[BEGIN DOCUMENT SEGMENT]
I'd also reiterate that if they say something wrong and they believe it then help them understand what they are talking about. If we want them to know this stuff we need to make them better.


----------



## Kal Rubinson (Aug 3, 2006)

hjones4841 said:


> I _really_ did not mean for this thread to be "bash Best Buy." But, at least in my area, they are about the only ones left for in-town electronics purchases since Circuit City closed.


Understood. Yes, BB is the only game around me in NYC and I often cruise them to see what's out there but I cannot recall ever buying anything from them other than an occasional close-out gadget. I try not to engage any of their personnel. There is little in the way of technical information and their prices on accessories are exorbitant. Every significant (large or small) item is either much cheaper via Internet or, even, from a local merchant who wants my business. If I am committed to buying something in person, I take a trip downtown to J&R where the selection and pricing is better.

All that said, I would be unhappy if BB disappeared and there was no place to ever see or touch anything. In CT, all I have is WalMart and RadioShack. :help:


----------



## lcaillo (May 2, 2006)

Not intending to bash BB at all. The problem exists in all dealers. As I said, even in the mid-high end dealers that I worked for, we had guys who would say whatever they felt they had to in order to make the sale. It is not an easy job, and most do not get very extensive training. Hobbyists like many of the users here spend much more time learning about the technology and experimenting than most salespeople do.


----------



## TypeA (Aug 14, 2010)

JBrax said:


> While I've found them lacking in home theater knowledge





hjones4841 said:


> But, there is where employer/employee training comes in. If a sales person is in any department, it is the employer's responsibility to train them to be effective in that department.


I agree. The training program is there but, depending on the store, the leadership isnt.


----------



## Prof. (Oct 20, 2006)
[END DOCUMENT SEGMENT]
[BEGIN DATASET EXTRACT]
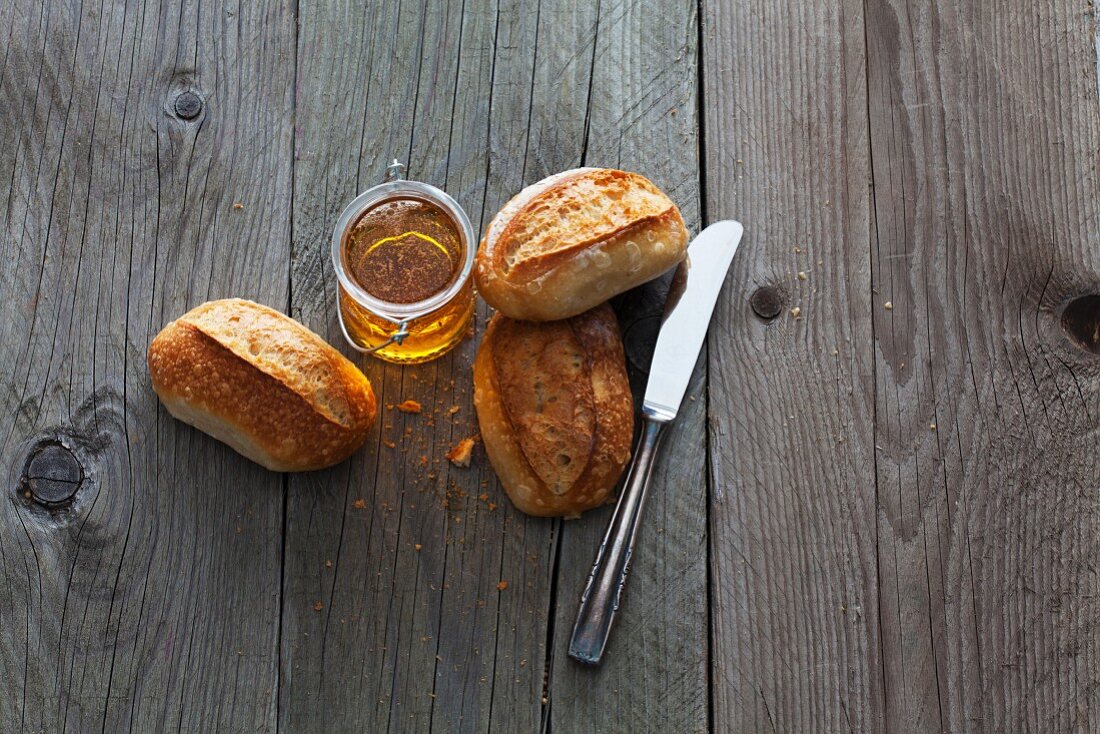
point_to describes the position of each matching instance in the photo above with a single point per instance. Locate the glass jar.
[END DATASET EXTRACT]
ACTIONS TO TAKE:
- a) Please answer these about the forum thread:
(i) In CT, which two stores does Kal Rubinson say are all he has?
(ii) Where does Kal Rubinson go when committed to buying something in person?
(iii) According to TypeA, what depends on the store?
- b) Switch "exorbitant" to "steep" in the forum thread, and write out the stretch from "Understood. Yes, BB" through "(May 2, 2006)".
- c) Translate this sentence from the forum thread into Spanish: "It is not an easy job, and most do not get very extensive training."
The lines have nothing to do with the forum thread.

TASK SOLUTIONS:
- a)
(i) WalMart and RadioShack
(ii) Downtown to J&R
(iii) The leadership

- b)
Understood. Yes, BB is the only game around me in NYC and I often cruise them to see what's out there but I cannot recall ever buying anything from them other than an occasional close-out gadget. I try not to engage any of their personnel. There is little in the way of technical information and their prices on accessories are steep. Every significant (large or small) item is either much cheaper via Internet or, even, from a local merchant who wants my business. If I am committed to buying something in person, I take a trip downtown to J&R where the selection and pricing is better.

All that said, I would be unhappy if BB disappeared and there was no place to ever see or touch anything. In CT, all I have is WalMart and RadioShack. :help:


----------



## lcaillo (May 2, 2006)

- c) No es un trabajo fácil, y la mayoría no recibe una formación muy extensa.